⟨

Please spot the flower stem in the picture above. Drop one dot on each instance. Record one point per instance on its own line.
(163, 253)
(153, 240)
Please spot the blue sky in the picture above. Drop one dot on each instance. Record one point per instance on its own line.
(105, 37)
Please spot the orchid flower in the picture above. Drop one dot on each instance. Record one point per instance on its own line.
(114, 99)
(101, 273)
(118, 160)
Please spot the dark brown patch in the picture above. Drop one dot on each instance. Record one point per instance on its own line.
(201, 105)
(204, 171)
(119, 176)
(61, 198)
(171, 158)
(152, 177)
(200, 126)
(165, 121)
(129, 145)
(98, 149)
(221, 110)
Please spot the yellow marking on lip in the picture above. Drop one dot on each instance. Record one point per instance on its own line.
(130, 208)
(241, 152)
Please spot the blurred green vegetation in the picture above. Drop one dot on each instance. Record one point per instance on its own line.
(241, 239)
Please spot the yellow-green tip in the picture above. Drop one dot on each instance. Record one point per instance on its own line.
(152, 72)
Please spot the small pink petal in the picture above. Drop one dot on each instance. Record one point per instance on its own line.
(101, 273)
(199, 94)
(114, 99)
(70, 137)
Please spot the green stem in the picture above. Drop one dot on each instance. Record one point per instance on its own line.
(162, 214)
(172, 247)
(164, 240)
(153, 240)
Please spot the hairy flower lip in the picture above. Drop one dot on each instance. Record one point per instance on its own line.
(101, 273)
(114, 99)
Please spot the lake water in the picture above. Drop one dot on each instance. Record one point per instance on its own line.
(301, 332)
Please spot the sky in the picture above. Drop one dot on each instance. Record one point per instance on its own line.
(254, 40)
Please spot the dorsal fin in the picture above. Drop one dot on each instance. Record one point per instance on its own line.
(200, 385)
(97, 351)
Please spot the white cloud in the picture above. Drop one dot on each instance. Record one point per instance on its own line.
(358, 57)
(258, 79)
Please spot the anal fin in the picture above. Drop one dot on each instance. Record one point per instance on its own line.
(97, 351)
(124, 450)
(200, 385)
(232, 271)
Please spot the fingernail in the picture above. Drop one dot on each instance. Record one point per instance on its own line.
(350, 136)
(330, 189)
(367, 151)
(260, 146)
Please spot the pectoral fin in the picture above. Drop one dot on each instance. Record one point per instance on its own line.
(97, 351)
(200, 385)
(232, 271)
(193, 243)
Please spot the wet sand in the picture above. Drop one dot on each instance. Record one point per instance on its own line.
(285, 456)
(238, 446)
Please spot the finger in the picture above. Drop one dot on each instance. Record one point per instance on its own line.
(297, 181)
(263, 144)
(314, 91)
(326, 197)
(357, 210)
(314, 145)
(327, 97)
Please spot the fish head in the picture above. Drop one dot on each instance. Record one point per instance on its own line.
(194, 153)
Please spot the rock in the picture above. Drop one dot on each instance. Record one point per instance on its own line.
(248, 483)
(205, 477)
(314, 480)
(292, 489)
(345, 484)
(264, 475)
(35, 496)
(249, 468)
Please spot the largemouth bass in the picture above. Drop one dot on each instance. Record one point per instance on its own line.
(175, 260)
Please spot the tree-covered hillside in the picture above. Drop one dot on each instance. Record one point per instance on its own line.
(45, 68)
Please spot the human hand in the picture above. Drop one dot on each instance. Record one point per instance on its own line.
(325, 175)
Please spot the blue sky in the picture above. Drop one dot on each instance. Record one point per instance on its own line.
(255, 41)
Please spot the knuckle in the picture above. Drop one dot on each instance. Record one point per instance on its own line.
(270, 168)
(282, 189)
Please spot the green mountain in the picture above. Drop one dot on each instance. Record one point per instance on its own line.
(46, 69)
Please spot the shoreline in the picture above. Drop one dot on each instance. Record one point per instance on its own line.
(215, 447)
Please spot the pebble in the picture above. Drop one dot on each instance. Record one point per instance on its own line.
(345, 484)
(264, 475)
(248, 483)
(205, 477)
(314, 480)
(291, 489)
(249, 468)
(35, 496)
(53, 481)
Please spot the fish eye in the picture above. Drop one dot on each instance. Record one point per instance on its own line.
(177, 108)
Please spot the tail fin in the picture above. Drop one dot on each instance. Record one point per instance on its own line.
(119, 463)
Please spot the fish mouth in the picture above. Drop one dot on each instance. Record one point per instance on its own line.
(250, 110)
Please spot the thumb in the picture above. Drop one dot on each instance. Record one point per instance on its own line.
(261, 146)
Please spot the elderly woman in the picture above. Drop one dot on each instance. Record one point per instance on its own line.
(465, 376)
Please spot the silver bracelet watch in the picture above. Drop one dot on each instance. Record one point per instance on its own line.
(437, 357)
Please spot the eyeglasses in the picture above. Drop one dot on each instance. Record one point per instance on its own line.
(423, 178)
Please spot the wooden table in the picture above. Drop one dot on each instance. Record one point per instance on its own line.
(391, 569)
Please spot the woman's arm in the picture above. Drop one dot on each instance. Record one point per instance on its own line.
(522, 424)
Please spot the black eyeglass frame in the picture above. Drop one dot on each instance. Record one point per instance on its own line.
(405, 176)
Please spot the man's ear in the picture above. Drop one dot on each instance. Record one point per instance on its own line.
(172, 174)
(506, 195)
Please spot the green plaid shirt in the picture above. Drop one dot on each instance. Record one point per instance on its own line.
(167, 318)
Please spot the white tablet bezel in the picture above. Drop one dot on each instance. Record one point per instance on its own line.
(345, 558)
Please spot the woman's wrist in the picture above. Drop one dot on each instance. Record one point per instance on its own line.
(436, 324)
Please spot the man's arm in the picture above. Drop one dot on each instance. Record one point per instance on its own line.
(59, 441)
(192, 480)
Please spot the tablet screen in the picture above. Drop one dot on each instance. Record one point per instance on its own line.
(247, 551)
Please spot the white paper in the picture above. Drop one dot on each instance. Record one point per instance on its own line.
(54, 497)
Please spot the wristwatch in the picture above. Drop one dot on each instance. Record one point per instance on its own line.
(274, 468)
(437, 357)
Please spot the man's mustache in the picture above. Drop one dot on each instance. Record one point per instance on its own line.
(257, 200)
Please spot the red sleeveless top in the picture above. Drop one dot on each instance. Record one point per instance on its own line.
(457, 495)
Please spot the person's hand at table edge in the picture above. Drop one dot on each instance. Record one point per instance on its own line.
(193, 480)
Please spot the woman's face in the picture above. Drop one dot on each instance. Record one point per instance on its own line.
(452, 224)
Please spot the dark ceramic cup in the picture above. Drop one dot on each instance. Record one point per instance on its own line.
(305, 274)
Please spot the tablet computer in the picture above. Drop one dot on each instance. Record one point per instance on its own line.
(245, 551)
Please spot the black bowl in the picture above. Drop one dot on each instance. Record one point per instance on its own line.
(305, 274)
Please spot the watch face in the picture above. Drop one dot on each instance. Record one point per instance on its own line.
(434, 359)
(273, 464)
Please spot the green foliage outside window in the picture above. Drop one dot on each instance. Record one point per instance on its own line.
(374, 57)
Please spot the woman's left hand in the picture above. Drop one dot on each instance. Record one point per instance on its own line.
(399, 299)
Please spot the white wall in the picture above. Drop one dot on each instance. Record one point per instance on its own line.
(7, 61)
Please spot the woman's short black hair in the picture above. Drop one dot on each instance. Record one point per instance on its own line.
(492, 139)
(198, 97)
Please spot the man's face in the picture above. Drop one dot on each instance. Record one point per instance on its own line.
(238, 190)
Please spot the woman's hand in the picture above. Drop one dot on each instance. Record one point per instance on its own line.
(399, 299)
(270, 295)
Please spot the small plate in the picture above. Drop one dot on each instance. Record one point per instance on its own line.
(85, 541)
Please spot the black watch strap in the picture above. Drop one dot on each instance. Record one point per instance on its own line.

⟩

STATED PROBLEM: Reproduce all of the entries word for word.

REPLY:
Please spot the flower stem in the picture above. Drop one dot on each instance. Record one point per instance on its own line.
(163, 253)
(153, 240)
Please spot the blue sky in the picture above. Drop one dot on each instance. Record one point per instance on its own line.
(105, 37)
Please spot the orchid flower in the picture above. Drop one dot on each instance. Record one point per instance on its own line.
(114, 99)
(101, 273)
(118, 160)
Please spot the dark brown patch in the picture above. Drop one dot on each instance. Record one point per instance on its own line.
(201, 105)
(204, 171)
(119, 176)
(61, 198)
(171, 158)
(152, 177)
(200, 126)
(165, 121)
(129, 145)
(98, 149)
(221, 110)
Please spot the yellow marking on lip in the picture above. Drop one dot on each instance. Record one point per instance on its own line.
(130, 208)
(241, 152)
Please spot the blurred green vegetation in the picture above. Drop one dot on each instance. Record one point per instance on its own line.
(241, 239)
Please spot the yellow-green tip in the picture above. Drop one dot on each instance. Record one point per instance on its own line.
(152, 72)
Please spot the small pink petal in the picture above. Drop one dot on each instance. Record one point per instance on its own line.
(101, 273)
(199, 94)
(114, 99)
(70, 137)
Please spot the green stem in the picture above. Drop one dot on each instance. Record one point per instance on its own line.
(162, 214)
(172, 247)
(164, 240)
(153, 240)
Please spot the hairy flower lip in the picture above. Drop one dot on each instance. Record one point per instance on its own line.
(101, 273)
(114, 99)
Please spot the lake water in the picture above. Drop one dot on each instance. Record one point per instance on its own line.
(301, 332)
Please spot the sky in the picture above. Drop one dot on each instance. Record one point per instance on its own line.
(254, 40)
Please spot the dorsal fin in the picture above. Drop one dot on each instance. Record one point per instance on its own line.
(200, 385)
(97, 351)
Please spot the white cloud in the picture above. Drop one dot on each instance. Record one point per instance on its own line.
(358, 57)
(258, 79)
Please spot the anal fin in the picture above. Drop one dot on each instance. Record one point per instance on its own line.
(97, 351)
(124, 450)
(200, 385)
(232, 271)
Please spot the fingernail in the picture above. Drop one dot on each instance. Record one point per instance on its own line.
(350, 136)
(330, 189)
(367, 151)
(260, 146)
Please spot the pectoral fin in the picture above. Drop one dot on each instance. Record one point per instance on its own line.
(97, 351)
(200, 385)
(232, 271)
(193, 243)
Please spot the wet sand in the picture above. Drop one dot on each instance. Record one point per instance on its own line.
(285, 456)
(238, 446)
Please spot the finger in the picture above. Drop one dot on each instance. Record one point per instance on its own line.
(297, 181)
(263, 144)
(314, 91)
(326, 197)
(357, 210)
(314, 145)
(327, 97)
Please spot the fish head in the picture above. Drop one dot on each instance. Record one point per instance on its own line.
(194, 153)
Please spot the rock in the picture above. Drop one dot on each instance. Record one point per instance on its own line.
(248, 483)
(205, 477)
(314, 480)
(292, 489)
(345, 484)
(264, 475)
(35, 496)
(249, 468)
Please spot the largemouth bass in the picture above. Drop one dot on each instance. Record one point per instance on its own line.
(175, 260)
Please spot the tree-covered hillside in the picture above. Drop one dot on each instance. Record one point per instance on its own line.
(45, 68)
Please spot the human hand in the picture above. Drop one dot on each instance. Record one point per instance on its own line.
(325, 175)
Please spot the blue sky in the picture above. Drop one dot on each instance. Record one point per instance on its own line.
(255, 41)
Please spot the knuckle in the picture above. Drop one dot on each instance. Record one point per instance on its own line.
(270, 168)
(282, 189)
Please spot the green mountain in the picture above. Drop one dot on each instance. Record one point per instance on its own line.
(46, 69)
Please spot the shoreline in the picture above. Drop one dot on each instance. Record one point per instance on its own line.
(215, 447)
Please spot the pebble in the picture above. Drop one dot on each instance. Record one point per instance on its own line.
(345, 484)
(264, 475)
(248, 483)
(205, 477)
(314, 480)
(291, 489)
(249, 468)
(35, 496)
(53, 481)
Please spot the fish eye in the picture above. Drop one dot on each instance. Record one point per instance on its own line.
(177, 108)
Please spot the tail fin in the picture above. Drop one dot on each instance. Record one point per instance on its own line.
(119, 463)
Please spot the fish mouth in the picture above. Drop one dot on each instance. Record one point per instance on its own line.
(250, 110)
Please spot the thumb in the picture above. Drop one dot on each instance. Record one point per instance on its own line.
(261, 146)
Please spot the elderly woman in the picture above. Drop one dot on each instance. Record one point per instance on its own line.
(465, 376)
Please spot the silver bracelet watch in the picture above. Drop one dot on each instance. Record one point per instance on its own line.
(437, 357)
Please spot the eyeglasses in the picture above. Drop one dot on each instance. Record one point per instance on its own line.
(423, 178)
Please spot the wooden table in the picture above. Drop one dot on each instance. Record one point per instance on its own line.
(391, 569)
Please spot the woman's arm in the picture above. Drop one dot on each instance. Record one point per instance on its own line.
(522, 424)
Please spot the black eyeglass frame in the picture above. Drop one dot on each instance. Record one point per instance on its own line.
(405, 176)
Please spot the man's ear in the picture above. Drop one dot on each instance. Record one point per instance on its own line.
(172, 174)
(506, 195)
Please spot the green plaid shirt in the picture above. Drop one dot on each instance. Record one point per instance on its own line.
(167, 318)
Please spot the white tablet bezel in the picture above. Drop one dot on each instance. Record one point per instance on its own line.
(345, 558)
Please spot the woman's wrist in the picture above. Drop one dot on each instance. Record one point per instance on its own line.
(436, 324)
Please spot the man's arm in the picture above. Drop one dot on each instance. Record one point per instance on its own line.
(59, 441)
(192, 480)
Please spot the tablet screen in the picture above. Drop one dot on each instance. Record one point per instance on its own line.
(247, 551)
Please spot the white paper in the picture above. Drop one dot on each instance. Record one point per instance on its own line.
(54, 497)
Please spot the wristwatch in the picture above. Drop one dot on each instance. Record one point per instance on its own line.
(274, 468)
(437, 357)
Please spot the man's mustache in the picture above. Drop one dot on each instance. Record one point per instance on its own line.
(257, 200)
Please spot the red sleeveless top in the picture above. Drop one dot on each instance. Record one point per instance on its own line.
(457, 495)
Please spot the person's hand at table edge in the picture above. Drop one dot on each instance. Record one point per instance on its own line.
(193, 480)
Please spot the woman's face in the picture above. Drop one dot on each instance. Record one point per instance on its own line.
(452, 224)
Please spot the dark ceramic cup in the picture above. Drop one dot on each instance. Record one point per instance on its own line.
(305, 274)
Please spot the tablet computer in the picture above. Drop one dot on each instance. Record one point per instance on its own line.
(245, 551)
Please spot the black bowl in the picture above. Drop one dot on each instance. Record one point per instance on its own line.
(305, 274)
Please spot the watch face in the picture above. Drop one dot on each instance. Record one point per instance on its own line.
(434, 359)
(273, 464)
Please spot the green foliage outside window in the picture above. Drop one dot on each instance. Record one point per instance on its own line.
(374, 57)
Please spot the woman's left hand in the picture above. Drop one dot on each instance. Record one point per instance on its own line.
(399, 299)
Please spot the white wall in the picture above. Drop one dot on each instance. Record one point per instance on its own line.
(7, 61)
Please spot the woman's short black hair in the picture above. Drop one dot on each instance. Record one point per instance on its own line.
(492, 139)
(198, 97)
Please spot the man's face in the picture above. Drop one dot on each instance. Record one point per instance on its own line.
(238, 190)
Please spot the woman's hand in the picture above. Drop one dot on each instance. Record one point per instance on its own line.
(399, 299)
(270, 295)
Please spot the small plate in the picture above. Drop one dot on each instance. Record one point per instance on its own line.
(85, 541)
Please spot the black watch strap in the picture above. Drop one dot on each instance. Record one point per instance on its own line.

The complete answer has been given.